Work order:
From the records, pick out and copy each line containing "soccer".

Material for the task:
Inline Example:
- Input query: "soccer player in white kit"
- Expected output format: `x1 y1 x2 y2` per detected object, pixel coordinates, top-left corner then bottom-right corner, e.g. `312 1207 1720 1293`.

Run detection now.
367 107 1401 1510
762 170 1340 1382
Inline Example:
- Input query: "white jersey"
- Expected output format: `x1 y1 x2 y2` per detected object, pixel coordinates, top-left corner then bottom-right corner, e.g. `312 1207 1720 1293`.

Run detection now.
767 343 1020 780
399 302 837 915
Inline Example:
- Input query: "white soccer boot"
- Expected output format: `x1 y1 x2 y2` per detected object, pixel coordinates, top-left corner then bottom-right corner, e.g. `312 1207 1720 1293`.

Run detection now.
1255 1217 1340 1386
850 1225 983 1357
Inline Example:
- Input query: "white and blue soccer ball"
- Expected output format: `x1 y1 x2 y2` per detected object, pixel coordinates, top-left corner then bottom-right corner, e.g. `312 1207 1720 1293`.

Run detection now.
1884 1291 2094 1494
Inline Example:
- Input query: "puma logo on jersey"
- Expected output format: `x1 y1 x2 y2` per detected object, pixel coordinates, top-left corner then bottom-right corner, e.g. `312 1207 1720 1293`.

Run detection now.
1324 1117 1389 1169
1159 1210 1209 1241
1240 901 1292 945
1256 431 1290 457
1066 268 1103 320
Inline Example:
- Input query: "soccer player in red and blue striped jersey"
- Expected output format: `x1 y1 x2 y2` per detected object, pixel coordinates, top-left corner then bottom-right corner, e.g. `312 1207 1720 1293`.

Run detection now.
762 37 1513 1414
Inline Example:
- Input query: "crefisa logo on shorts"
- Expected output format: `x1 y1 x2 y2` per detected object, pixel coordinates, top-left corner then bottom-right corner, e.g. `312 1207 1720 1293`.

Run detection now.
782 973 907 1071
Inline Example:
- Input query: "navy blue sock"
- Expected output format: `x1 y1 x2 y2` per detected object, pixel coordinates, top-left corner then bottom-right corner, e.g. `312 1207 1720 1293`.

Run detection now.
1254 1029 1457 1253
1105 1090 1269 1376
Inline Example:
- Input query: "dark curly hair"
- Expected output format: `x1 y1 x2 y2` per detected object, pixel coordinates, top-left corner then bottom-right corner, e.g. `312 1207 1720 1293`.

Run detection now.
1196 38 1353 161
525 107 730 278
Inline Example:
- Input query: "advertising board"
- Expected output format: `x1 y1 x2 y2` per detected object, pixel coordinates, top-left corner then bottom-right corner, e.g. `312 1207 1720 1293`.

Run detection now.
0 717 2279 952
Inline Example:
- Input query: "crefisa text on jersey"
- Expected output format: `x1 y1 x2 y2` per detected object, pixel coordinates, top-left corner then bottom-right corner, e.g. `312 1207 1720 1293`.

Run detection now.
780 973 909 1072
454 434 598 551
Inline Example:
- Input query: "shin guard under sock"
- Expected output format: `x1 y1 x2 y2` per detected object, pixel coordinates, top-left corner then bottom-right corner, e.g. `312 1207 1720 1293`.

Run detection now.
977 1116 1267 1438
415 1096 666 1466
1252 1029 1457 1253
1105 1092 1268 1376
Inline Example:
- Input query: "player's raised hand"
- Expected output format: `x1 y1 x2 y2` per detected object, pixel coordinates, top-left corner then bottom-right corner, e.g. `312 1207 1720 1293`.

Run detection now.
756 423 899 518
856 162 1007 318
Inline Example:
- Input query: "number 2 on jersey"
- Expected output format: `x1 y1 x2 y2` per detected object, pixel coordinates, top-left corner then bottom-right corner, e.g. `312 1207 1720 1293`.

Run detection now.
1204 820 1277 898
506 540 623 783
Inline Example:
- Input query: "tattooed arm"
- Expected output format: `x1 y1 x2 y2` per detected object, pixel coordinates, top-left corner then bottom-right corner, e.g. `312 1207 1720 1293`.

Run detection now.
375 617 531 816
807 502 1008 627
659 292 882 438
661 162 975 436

Answer section:
- Input query: "soccer player in white kit"
- Input query: "white soccer boot"
- Input query: "white and blue soccer ball"
- Input query: "soccer player in red and blue striped jersey"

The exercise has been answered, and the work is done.